Short task: Rewrite the lines below, replacing "Mark" with "Locate" wherever it occurs and changing nothing else. Leave the pictures out of your answer.

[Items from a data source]
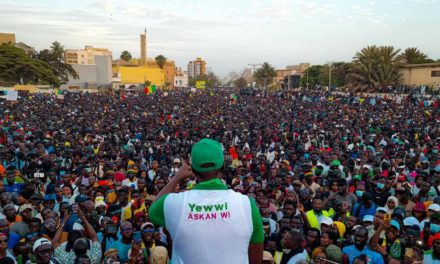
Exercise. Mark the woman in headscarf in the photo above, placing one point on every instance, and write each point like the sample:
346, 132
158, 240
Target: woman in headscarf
391, 204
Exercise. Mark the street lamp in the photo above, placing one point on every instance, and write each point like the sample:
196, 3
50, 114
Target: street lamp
253, 65
329, 76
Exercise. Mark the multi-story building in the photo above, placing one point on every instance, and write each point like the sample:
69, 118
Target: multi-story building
180, 78
84, 56
197, 67
421, 74
247, 75
92, 76
289, 77
7, 38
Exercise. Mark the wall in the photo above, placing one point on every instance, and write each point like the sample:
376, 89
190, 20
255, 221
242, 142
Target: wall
420, 74
104, 70
181, 80
7, 38
87, 76
169, 70
138, 74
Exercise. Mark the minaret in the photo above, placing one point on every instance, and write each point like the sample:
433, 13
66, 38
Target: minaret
144, 48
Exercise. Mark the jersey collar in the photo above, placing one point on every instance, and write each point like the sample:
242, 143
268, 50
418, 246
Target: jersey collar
214, 184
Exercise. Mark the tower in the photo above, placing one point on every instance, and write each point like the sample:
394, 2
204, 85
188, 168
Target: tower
144, 48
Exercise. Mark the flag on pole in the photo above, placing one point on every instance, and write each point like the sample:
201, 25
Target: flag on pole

Solution to this problem:
Exercise. Locate the woman in headscarf in the photo above, placing one point on every instance, and write each point like the sample:
346, 132
158, 240
Target: woman in headscarf
391, 204
Exercise. Locate the street lamp in the photo above, placing one point on every instance, and write each point like the sample:
196, 3
50, 114
Target: street lamp
253, 65
329, 76
Exercise. Locate the multi-story building in the photo above, placing one point on every instance, and write each point like the sample:
69, 118
Target: multi-story building
180, 78
84, 56
197, 67
421, 74
247, 75
92, 76
289, 77
7, 38
Exercise. Locate the wall in the photo above, placing one point on every instance, and write each point like the sample:
376, 89
190, 20
255, 221
242, 142
Target: wall
420, 74
104, 70
181, 80
7, 38
87, 76
169, 70
138, 74
Exercise. Locate the minaret in the photo above, placing one point on every instance, and write each point like the sample:
433, 13
66, 38
Target: minaret
144, 48
Exercise. Locate the jersey collar in the photo above, placing one point on every instance, and write each point like the sample:
242, 143
268, 50
418, 246
Target: jersey collar
214, 184
Exercise. Locate the tower in the photo above, placing one point on every instance, and write each point like the sample:
394, 2
204, 85
188, 168
Target: tower
144, 48
Exercise. Locate the flag on pole in the photo above, placing one point on every instance, and write each point like the sample:
201, 25
Target: flag on pole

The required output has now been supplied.